### The request:
Can you rewrite all of the material below, replacing "must be confirmed" with "needs verification" and keeping everything else the same?

Extracted data entries
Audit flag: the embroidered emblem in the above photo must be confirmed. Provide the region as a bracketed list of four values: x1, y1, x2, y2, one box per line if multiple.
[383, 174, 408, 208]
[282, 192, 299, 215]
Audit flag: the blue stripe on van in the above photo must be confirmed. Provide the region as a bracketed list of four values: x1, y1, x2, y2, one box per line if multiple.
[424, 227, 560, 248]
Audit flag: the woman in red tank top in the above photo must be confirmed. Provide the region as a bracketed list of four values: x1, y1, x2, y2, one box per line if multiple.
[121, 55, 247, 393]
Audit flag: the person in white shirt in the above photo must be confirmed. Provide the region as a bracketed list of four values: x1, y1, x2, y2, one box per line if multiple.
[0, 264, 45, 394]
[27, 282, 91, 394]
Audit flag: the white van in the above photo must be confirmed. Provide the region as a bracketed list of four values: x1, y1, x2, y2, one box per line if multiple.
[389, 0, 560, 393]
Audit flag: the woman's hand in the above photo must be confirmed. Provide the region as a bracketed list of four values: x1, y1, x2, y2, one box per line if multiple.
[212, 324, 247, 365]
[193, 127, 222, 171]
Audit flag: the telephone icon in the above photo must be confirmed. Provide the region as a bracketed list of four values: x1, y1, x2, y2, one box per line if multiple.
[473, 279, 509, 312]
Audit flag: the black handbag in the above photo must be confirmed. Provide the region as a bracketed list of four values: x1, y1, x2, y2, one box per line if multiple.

### Answer for the task:
Audit flag: the embroidered emblem in the above photo needs verification. Provide the region as a bracketed list of four values: x1, y1, x2, y2, one box per line if multiple.
[383, 174, 408, 208]
[282, 192, 299, 215]
Audit flag: the blue stripe on van in the above photo needs verification. Provide the region as a bracketed list of four values: x1, y1, x2, y2, one box per line if multiple.
[424, 227, 560, 248]
Audit flag: the woman in red tank top in the above photo needs verification. Provide the region as a bracketed list of four values: x1, y1, x2, y2, one box per line if multiple.
[121, 55, 247, 393]
Audit flag: the person in white shirt in the above photo needs verification. Provide the region as a bracketed list of four values: x1, y1, x2, y2, one box per line if multiple.
[0, 264, 45, 394]
[27, 282, 91, 394]
Audit flag: the white van in the above photo needs verification. Provide the region as a bracketed list of four values: x1, y1, x2, y2, one box per line if multiple.
[389, 0, 560, 393]
Audit flag: the woman's hand in the above photo needs verification. Provide the region as a bracketed list of four values: x1, y1, x2, y2, one box per line if multiple.
[212, 324, 247, 365]
[193, 127, 222, 171]
Audit flag: the telephone icon in the above photo needs verification. Provide the region as a bracketed list of four values: x1, y1, x2, y2, one box per line if multiple.
[473, 279, 509, 312]
Audit flag: the black handbag in the above photo needs verification. Provide the region as a bracketed list of four values: x1, y1, x2, y2, one box per line if multiple.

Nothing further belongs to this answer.